Reproduce the listing below verbatim, line for line, omitting the pictures.

** BEGIN DATA TO USE **

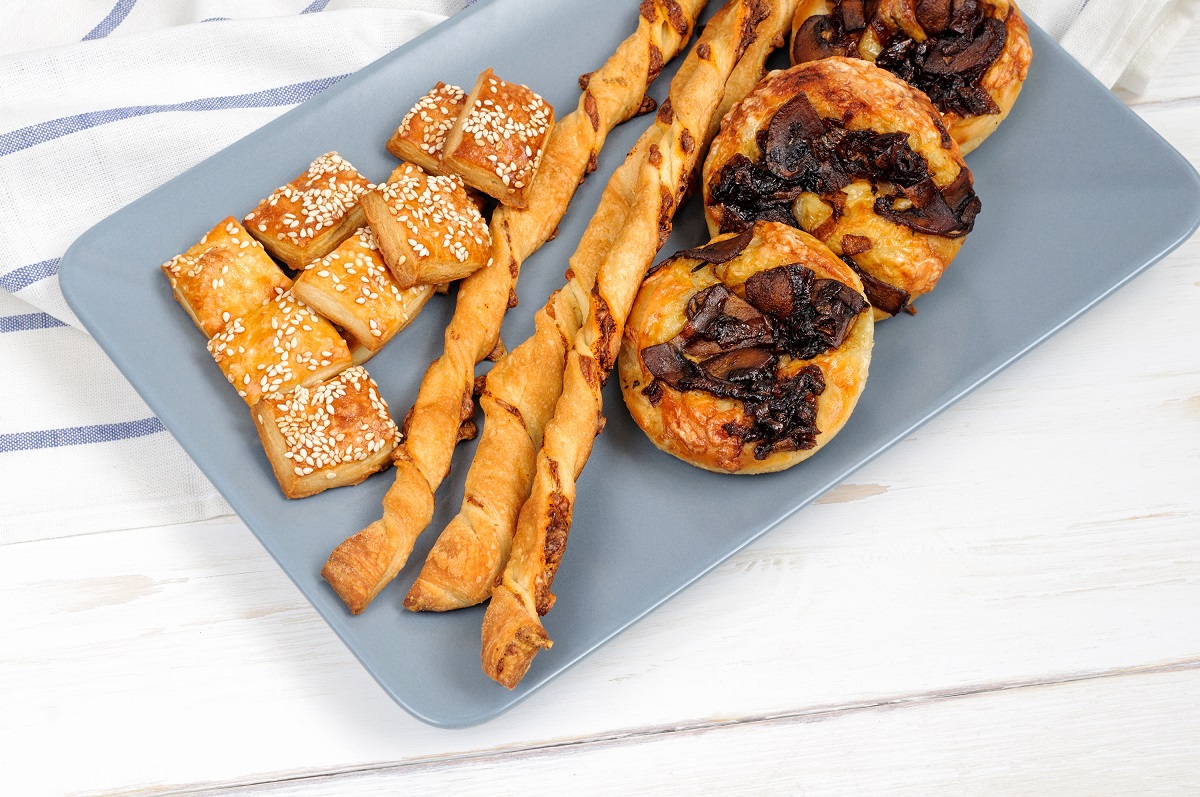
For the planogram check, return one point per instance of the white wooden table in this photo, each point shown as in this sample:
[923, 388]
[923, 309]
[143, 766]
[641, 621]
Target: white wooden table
[1006, 603]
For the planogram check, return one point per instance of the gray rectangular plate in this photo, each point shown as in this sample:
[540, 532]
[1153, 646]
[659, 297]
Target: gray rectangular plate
[1078, 193]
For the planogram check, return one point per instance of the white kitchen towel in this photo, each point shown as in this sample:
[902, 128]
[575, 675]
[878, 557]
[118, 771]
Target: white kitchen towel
[102, 101]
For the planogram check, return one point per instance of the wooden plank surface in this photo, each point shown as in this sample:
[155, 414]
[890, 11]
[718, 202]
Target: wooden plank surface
[1044, 531]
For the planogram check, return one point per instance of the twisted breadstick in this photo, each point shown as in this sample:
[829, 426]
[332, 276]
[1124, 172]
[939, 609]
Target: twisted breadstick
[364, 564]
[513, 631]
[522, 388]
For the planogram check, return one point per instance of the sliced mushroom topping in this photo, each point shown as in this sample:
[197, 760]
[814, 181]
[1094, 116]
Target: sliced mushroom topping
[961, 43]
[805, 153]
[881, 294]
[739, 364]
[809, 315]
[949, 65]
[820, 37]
[736, 325]
[741, 342]
[720, 251]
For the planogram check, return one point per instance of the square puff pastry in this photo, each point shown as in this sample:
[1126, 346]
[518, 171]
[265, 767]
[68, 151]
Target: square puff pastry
[497, 142]
[310, 216]
[353, 288]
[333, 435]
[226, 275]
[427, 228]
[424, 130]
[277, 347]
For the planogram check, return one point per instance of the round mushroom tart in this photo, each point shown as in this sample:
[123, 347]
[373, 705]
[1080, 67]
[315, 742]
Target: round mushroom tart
[855, 156]
[971, 57]
[748, 354]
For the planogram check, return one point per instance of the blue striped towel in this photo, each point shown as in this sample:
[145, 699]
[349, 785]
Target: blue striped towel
[102, 101]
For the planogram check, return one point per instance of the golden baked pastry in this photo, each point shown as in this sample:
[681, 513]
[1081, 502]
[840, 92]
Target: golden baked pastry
[353, 288]
[858, 159]
[369, 559]
[312, 215]
[519, 395]
[971, 57]
[496, 144]
[227, 274]
[331, 435]
[277, 347]
[424, 129]
[513, 630]
[426, 227]
[748, 354]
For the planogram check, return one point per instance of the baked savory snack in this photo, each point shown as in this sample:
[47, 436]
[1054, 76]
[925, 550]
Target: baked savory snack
[226, 275]
[426, 226]
[513, 630]
[423, 131]
[858, 159]
[277, 347]
[496, 144]
[353, 288]
[472, 550]
[970, 57]
[748, 354]
[367, 561]
[331, 435]
[310, 216]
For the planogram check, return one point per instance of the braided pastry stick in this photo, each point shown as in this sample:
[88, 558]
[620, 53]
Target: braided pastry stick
[517, 399]
[513, 631]
[366, 562]
[521, 389]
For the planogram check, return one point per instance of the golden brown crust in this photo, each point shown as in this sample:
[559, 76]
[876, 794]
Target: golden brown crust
[277, 347]
[312, 215]
[353, 288]
[521, 389]
[517, 400]
[366, 562]
[498, 139]
[421, 133]
[862, 97]
[226, 275]
[1002, 81]
[426, 227]
[333, 435]
[694, 425]
[513, 631]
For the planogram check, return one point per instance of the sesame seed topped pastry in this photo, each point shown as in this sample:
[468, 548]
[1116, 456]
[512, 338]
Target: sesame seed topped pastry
[370, 558]
[226, 275]
[747, 354]
[424, 129]
[353, 288]
[971, 57]
[310, 216]
[277, 347]
[331, 435]
[857, 157]
[426, 227]
[497, 142]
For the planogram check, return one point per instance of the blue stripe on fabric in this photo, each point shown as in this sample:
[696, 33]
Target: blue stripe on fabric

** END DATA TO USE **

REPLY:
For the planogram check, return one point per instance of the white wooden table in this photo, each point shown as in this sample:
[923, 388]
[923, 309]
[143, 766]
[641, 621]
Target: white wooden table
[1006, 603]
For the planogram check, return one point per instance of the gray rectangular plate in this photo, each point shown as in this sample:
[540, 532]
[1153, 646]
[659, 297]
Target: gray rectangular plate
[1078, 193]
For the planogram check, return one point per instance of the white kitchen towel in this photo, each point shown as in this sample:
[902, 128]
[575, 675]
[878, 557]
[118, 771]
Target: white kitchen towel
[102, 101]
For the planogram check, return one point per instance of the wooden plank surface in this photo, each point shown as in this sample:
[155, 414]
[890, 11]
[718, 202]
Target: wooden plank surface
[1044, 531]
For the planogram check, return one point per instance of the twisted breadstick in this photo, each point shown as in this sample:
[829, 426]
[332, 276]
[1124, 172]
[939, 609]
Target: twisted breadstick
[364, 564]
[513, 631]
[522, 388]
For the planogram check, return one point per instance of the sliced mushroom topping in this photo, each point shown as in this sample:
[197, 760]
[814, 181]
[1094, 116]
Target: sliced mushroom topping
[961, 43]
[805, 153]
[881, 294]
[739, 364]
[809, 315]
[949, 65]
[820, 37]
[736, 325]
[741, 342]
[720, 251]
For the planogram check, return one point per instance of the square puff pastry in this photo, each point shown as in this sample:
[1126, 346]
[518, 171]
[265, 767]
[68, 151]
Target: square puff pastry
[497, 142]
[310, 216]
[353, 288]
[333, 435]
[226, 275]
[427, 228]
[424, 130]
[277, 347]
For the planogram check, return one point per instance of the round mushroom tart in this photo, each point shown as in this sample:
[123, 347]
[373, 705]
[1080, 67]
[315, 742]
Target: round mushroom tart
[855, 156]
[971, 57]
[748, 354]
For the planogram check, return one point per instance of the blue striped towel in this photo, each point shown as in this sample:
[145, 699]
[349, 785]
Target: blue striped towel
[102, 101]
For the planogram check, return one point per instance of the golden baked pastry in this photo, each point shown as in this sample:
[681, 513]
[1081, 502]
[840, 92]
Target: golden baked pastry
[353, 288]
[858, 159]
[369, 559]
[312, 215]
[519, 395]
[971, 57]
[496, 144]
[227, 274]
[331, 435]
[277, 347]
[424, 129]
[513, 630]
[426, 227]
[748, 354]
For the planogram check, return one point per instance of the baked savory snack in this photo, each point shown as in this sample:
[47, 436]
[1054, 76]
[925, 550]
Target: baked savory snack
[226, 275]
[426, 226]
[513, 630]
[423, 131]
[858, 159]
[277, 347]
[496, 144]
[353, 288]
[472, 550]
[970, 57]
[748, 354]
[367, 561]
[331, 435]
[310, 216]
For the planogram check, return one point per instance of the braided pastry stick in this photo, each point shown as in this sample:
[88, 558]
[620, 53]
Target: braided pastry stick
[517, 399]
[513, 631]
[366, 562]
[521, 389]
For the planogram check, return one point per instance of the golden brown crust in this photo, each point shown as in this sample:
[559, 76]
[876, 794]
Target: golden brown crust
[277, 347]
[312, 215]
[353, 288]
[521, 389]
[517, 400]
[366, 562]
[498, 139]
[421, 133]
[862, 97]
[226, 275]
[1002, 81]
[426, 227]
[333, 435]
[694, 425]
[513, 631]
For the planogram check, return one point per instance of the sesame seed topped pastry in this photo, each point shown as in this sample:
[468, 548]
[1116, 456]
[512, 338]
Target: sesame seed topped pastry
[370, 558]
[226, 275]
[747, 354]
[424, 129]
[353, 288]
[971, 57]
[310, 216]
[277, 347]
[331, 435]
[857, 157]
[426, 227]
[497, 142]
For the planogram check, return one point per instance of the blue stripe on fabric in this photo, each point shown as in this sample:
[696, 33]
Target: blue stripe on fabric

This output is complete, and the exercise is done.